Consigne 1:
Pourriez-vous reprendre mot pour mot le passage du texte sur Nietzsche qui commence par "Il est des moments où Nietzsche" et se poursuit jusqu'à "le broie ..." ?

Texte à lire:

####################

Il est des moments où Nietzsche , à force de vouloir donner son avis sur
tout , finit par ne donner que son avis sur rien ...
Qui parfois fait trop l'ange fait parfois la bête ,...
Qui veut trop prouver  n'éprouve que le vide ....
Si haut qu'on soit monté , on n'est assis que sur son cul ...
Quand il croit ouvrir ses bras , son ombre est celle d'une croix  
et quand il croit serrer son bonheur il le broie ...


Ceci ne saurait faire oublier les flamboiements de Nietzsche et sa
remarquable perspicacité , ses intuitions foudroyantes , sa liberté
d'esprit et ses étonnantes capacités à survoler des étendues
immenses , ses dénis de l'intellect comme plus haute capacité
du ressenti humain , son opiniâtreté à voir plus loin que les écrans
de tous genres , que les préjugés , les prémachés , les prédigérés ,
les prétendus , ...  que les "statues" sociales  ...

Mais il est des moments où à force de railler , on déraille ...
Il faut connaître le point d'équilibre , où aller  jusqu'où  ne  pas aller .
Mais comme il le dit lui-même :
"il faut encore porter en soi beaucoup de chaos pour pouvoir mettre
au monde une étoile qui danse " (Zarathoustra) .

####################

Extraits de relevés de segmentation
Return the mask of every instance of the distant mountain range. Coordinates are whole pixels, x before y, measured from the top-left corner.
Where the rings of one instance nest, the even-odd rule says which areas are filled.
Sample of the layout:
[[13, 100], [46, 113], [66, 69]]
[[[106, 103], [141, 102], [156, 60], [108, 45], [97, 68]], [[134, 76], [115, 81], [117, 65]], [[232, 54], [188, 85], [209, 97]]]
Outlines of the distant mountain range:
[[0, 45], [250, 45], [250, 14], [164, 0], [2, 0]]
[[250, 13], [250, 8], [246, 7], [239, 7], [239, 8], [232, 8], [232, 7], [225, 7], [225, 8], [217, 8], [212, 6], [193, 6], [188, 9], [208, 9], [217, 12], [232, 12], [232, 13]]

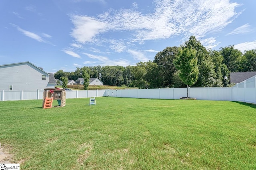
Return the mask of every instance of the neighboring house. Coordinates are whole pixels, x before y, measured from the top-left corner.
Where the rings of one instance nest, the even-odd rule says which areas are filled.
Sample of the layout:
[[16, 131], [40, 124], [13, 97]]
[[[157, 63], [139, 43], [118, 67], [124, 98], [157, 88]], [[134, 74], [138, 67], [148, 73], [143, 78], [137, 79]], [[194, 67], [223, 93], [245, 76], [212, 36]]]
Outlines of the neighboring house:
[[91, 78], [89, 79], [89, 85], [103, 86], [103, 83], [98, 78]]
[[55, 82], [56, 82], [55, 84], [58, 86], [62, 86], [63, 83], [63, 82], [60, 79], [55, 79]]
[[0, 65], [0, 90], [36, 91], [55, 88], [55, 79], [29, 62]]
[[68, 85], [73, 85], [76, 83], [76, 81], [74, 80], [68, 80]]
[[76, 84], [84, 84], [84, 78], [78, 78], [76, 81]]
[[230, 72], [230, 83], [239, 83], [256, 75], [256, 72]]

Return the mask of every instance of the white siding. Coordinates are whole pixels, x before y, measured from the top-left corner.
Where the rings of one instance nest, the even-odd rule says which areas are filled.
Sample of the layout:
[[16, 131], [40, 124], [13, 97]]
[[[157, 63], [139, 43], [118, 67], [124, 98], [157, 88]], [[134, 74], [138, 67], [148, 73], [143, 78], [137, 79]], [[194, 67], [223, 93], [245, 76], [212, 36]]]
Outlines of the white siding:
[[[43, 75], [46, 79], [42, 80]], [[12, 85], [13, 91], [42, 90], [47, 88], [54, 88], [48, 84], [49, 75], [45, 72], [29, 63], [2, 66], [0, 67], [0, 90], [9, 91]]]
[[103, 83], [100, 80], [96, 78], [95, 80], [94, 80], [90, 84], [90, 85], [95, 85], [95, 86], [102, 86]]

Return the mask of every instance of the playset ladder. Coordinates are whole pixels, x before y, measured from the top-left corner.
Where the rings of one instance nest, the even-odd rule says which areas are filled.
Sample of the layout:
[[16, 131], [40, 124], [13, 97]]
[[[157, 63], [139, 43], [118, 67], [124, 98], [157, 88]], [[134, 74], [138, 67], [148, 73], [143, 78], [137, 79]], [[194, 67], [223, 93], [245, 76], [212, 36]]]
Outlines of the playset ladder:
[[96, 100], [95, 100], [95, 98], [90, 98], [90, 104], [89, 104], [90, 106], [91, 105], [96, 105]]
[[52, 106], [52, 102], [53, 101], [53, 98], [45, 98], [44, 100], [44, 109], [50, 109]]

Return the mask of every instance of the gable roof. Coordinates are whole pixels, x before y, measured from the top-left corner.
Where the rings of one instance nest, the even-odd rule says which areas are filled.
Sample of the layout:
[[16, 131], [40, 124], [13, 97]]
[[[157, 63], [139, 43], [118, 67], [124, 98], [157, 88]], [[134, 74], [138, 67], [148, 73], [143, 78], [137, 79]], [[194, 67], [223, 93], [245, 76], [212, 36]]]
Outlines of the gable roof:
[[84, 82], [84, 78], [78, 78], [77, 79], [76, 81], [76, 82], [77, 83], [80, 83], [82, 81]]
[[256, 71], [230, 72], [230, 83], [239, 83], [255, 75]]
[[43, 72], [44, 72], [46, 74], [48, 74], [49, 75], [49, 74], [48, 74], [48, 73], [47, 73], [45, 71], [44, 71], [44, 70], [42, 69], [42, 69], [38, 67], [37, 66], [36, 66], [36, 65], [33, 64], [32, 64], [32, 63], [31, 63], [29, 61], [26, 61], [24, 62], [21, 62], [21, 63], [12, 63], [12, 64], [3, 64], [3, 65], [0, 65], [0, 67], [2, 67], [2, 66], [14, 66], [15, 65], [18, 65], [18, 64], [28, 64], [28, 65], [30, 65], [30, 66], [32, 66], [33, 67], [36, 67], [36, 69], [37, 69], [39, 70], [40, 70], [40, 71], [42, 71]]
[[68, 80], [68, 83], [69, 83], [70, 82], [72, 81], [74, 81], [74, 82], [76, 82], [76, 81], [75, 80]]
[[56, 83], [56, 80], [54, 77], [54, 75], [52, 73], [48, 73], [49, 74], [49, 83], [55, 84]]
[[97, 80], [100, 81], [103, 84], [102, 82], [100, 81], [100, 80], [98, 78], [89, 78], [89, 83], [91, 83], [93, 81], [94, 81], [95, 80], [96, 80], [96, 79], [97, 79]]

####################

Consigne 2:
Pouvez-vous reproduire à l'identique, dans la liste, les lignes allant de celle qui contient "Return the mask of every instance of the playset" jusqu'à celle qui contient "109], [50, 109]]", ces deux lignes comprises ?

Réponse 1:
Il est des moments où Nietzsche , à force de vouloir donner son avis sur
tout , finit par ne donner que son avis sur rien ...
Qui parfois fait trop l'ange fait parfois la bête ,...
Qui veut trop prouver  n'éprouve que le vide ....
Si haut qu'on soit monté , on n'est assis que sur son cul ...
Quand il croit ouvrir ses bras , son ombre est celle d'une croix  
et quand il croit serrer son bonheur il le broie ...

Réponse 2:
Return the mask of every instance of the playset ladder. Coordinates are whole pixels, x before y, measured from the top-left corner.
Where the rings of one instance nest, the even-odd rule says which areas are filled.
Sample of the layout:
[[16, 131], [40, 124], [13, 97]]
[[[157, 63], [139, 43], [118, 67], [124, 98], [157, 88]], [[134, 74], [138, 67], [148, 73], [143, 78], [137, 79]], [[194, 67], [223, 93], [245, 76], [212, 36]]]
Outlines of the playset ladder:
[[96, 100], [95, 100], [95, 98], [90, 98], [90, 104], [89, 104], [90, 106], [91, 105], [96, 105]]
[[52, 106], [52, 102], [53, 101], [53, 98], [45, 98], [44, 100], [44, 109], [50, 109]]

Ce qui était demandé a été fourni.